* _Work to do_
Copy verbatim the lines of the records below, starting at the line containing "Provide the pixel coordinates of one point on the stacked" and running through the final line of the records.

.....

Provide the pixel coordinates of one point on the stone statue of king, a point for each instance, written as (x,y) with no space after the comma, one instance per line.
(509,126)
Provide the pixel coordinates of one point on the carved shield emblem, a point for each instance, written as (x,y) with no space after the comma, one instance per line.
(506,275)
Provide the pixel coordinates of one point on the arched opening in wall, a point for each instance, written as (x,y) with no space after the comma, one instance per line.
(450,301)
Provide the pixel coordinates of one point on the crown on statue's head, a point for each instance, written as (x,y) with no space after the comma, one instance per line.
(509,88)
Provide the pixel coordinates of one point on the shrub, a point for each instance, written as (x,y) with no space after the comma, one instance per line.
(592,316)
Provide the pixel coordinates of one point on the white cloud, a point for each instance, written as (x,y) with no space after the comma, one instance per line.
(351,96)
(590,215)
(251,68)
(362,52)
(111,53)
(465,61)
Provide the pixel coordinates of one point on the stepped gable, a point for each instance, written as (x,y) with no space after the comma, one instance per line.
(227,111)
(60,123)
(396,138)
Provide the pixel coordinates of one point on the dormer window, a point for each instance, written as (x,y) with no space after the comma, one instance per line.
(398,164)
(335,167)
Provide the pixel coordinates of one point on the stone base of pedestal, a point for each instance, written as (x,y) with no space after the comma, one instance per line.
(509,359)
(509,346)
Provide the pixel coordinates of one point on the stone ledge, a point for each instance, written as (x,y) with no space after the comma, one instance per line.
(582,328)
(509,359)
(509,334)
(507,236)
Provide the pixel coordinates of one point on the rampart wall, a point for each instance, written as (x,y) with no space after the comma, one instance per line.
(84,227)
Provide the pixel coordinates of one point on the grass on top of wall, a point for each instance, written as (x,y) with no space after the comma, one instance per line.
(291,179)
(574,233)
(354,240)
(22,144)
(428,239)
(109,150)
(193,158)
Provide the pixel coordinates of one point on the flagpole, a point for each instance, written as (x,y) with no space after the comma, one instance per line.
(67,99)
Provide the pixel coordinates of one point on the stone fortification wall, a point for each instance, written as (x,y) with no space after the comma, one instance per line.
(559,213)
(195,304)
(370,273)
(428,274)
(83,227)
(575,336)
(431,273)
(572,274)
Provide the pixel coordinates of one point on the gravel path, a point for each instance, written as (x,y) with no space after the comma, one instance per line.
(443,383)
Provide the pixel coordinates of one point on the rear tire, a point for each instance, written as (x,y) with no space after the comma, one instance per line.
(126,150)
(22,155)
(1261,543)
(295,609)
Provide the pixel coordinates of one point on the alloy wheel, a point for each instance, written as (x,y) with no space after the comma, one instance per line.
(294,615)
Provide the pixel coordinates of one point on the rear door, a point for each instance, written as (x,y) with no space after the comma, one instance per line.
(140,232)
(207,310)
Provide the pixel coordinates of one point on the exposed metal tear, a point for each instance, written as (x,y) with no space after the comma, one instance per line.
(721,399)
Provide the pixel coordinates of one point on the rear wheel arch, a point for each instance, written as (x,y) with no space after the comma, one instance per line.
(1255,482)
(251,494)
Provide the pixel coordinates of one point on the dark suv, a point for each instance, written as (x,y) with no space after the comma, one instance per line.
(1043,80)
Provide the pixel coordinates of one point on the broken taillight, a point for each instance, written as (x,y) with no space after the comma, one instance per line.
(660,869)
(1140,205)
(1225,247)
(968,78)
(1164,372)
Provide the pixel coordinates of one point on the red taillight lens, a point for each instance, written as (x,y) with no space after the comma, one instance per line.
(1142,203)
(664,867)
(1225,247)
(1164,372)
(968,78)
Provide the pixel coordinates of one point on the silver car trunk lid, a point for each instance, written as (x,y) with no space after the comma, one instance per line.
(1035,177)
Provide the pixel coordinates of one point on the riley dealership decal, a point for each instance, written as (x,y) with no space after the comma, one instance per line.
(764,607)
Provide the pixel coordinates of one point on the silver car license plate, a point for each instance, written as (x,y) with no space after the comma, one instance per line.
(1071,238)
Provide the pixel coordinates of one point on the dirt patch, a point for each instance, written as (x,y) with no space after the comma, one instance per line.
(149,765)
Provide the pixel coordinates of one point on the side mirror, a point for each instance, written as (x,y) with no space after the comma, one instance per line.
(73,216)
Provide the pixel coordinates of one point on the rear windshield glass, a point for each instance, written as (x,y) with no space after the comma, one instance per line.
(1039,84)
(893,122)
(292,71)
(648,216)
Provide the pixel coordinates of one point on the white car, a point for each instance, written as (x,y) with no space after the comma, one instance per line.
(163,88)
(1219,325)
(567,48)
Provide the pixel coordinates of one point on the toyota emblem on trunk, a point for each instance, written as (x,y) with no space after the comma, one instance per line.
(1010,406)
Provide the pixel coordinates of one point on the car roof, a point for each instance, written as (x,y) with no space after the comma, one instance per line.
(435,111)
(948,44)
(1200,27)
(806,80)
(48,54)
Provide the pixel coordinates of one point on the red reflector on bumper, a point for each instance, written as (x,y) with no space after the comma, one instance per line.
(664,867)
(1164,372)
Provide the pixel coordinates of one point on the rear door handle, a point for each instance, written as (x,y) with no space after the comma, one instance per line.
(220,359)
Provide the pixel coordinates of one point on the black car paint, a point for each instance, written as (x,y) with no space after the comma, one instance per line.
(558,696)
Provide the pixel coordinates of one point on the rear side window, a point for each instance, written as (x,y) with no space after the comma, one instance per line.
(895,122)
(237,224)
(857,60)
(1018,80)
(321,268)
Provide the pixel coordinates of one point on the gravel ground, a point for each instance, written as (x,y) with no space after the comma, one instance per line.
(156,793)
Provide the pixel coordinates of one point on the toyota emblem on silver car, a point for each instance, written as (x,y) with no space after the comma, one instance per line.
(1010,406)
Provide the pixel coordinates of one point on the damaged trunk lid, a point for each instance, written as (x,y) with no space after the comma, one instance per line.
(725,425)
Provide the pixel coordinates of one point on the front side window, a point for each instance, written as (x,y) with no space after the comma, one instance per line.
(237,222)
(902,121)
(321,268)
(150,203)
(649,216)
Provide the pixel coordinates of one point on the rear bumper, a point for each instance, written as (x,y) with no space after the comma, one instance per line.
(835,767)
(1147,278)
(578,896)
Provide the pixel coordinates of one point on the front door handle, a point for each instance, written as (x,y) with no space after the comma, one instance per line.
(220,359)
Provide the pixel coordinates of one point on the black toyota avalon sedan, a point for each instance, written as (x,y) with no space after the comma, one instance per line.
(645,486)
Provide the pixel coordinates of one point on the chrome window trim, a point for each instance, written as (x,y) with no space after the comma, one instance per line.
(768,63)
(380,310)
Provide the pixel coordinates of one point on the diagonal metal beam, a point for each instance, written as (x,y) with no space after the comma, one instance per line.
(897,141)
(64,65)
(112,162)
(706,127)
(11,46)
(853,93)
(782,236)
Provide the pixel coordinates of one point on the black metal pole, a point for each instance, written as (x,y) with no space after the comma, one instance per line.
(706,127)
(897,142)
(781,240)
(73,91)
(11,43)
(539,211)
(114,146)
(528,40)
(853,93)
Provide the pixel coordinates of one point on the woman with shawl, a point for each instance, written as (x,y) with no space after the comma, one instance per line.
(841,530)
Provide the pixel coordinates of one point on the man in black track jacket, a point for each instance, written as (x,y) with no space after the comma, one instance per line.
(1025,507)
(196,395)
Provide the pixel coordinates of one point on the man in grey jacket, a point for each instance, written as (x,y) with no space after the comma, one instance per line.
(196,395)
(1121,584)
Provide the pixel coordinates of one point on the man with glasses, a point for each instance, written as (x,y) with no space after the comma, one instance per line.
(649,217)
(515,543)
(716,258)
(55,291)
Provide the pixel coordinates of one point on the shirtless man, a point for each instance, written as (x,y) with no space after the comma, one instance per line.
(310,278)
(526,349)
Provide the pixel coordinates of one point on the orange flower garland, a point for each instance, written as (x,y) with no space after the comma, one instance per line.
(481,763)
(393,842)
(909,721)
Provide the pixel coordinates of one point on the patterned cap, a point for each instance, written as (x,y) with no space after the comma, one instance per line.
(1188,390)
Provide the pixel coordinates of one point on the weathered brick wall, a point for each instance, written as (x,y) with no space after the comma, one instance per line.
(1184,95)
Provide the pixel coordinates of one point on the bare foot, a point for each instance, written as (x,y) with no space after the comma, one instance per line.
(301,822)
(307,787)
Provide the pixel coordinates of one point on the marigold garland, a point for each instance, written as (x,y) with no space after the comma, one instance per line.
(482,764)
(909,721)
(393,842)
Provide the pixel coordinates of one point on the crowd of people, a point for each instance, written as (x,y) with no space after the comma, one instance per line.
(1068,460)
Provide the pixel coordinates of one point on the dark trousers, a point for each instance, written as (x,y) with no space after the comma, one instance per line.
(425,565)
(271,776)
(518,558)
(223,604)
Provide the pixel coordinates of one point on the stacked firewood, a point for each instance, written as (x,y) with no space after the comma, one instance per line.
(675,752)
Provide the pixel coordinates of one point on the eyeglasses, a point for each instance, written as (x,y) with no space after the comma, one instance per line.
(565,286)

.....

* _Answer_
Provide the pixel coordinates of one point on the stacked firewood, a point for each instance, written as (x,y) with no space after the comma, one instance per line.
(675,752)
Provide the pixel coordinates of one point on the eyeglasses, a point for each instance, written as (x,y) with no space after the comma, one instance per line.
(565,286)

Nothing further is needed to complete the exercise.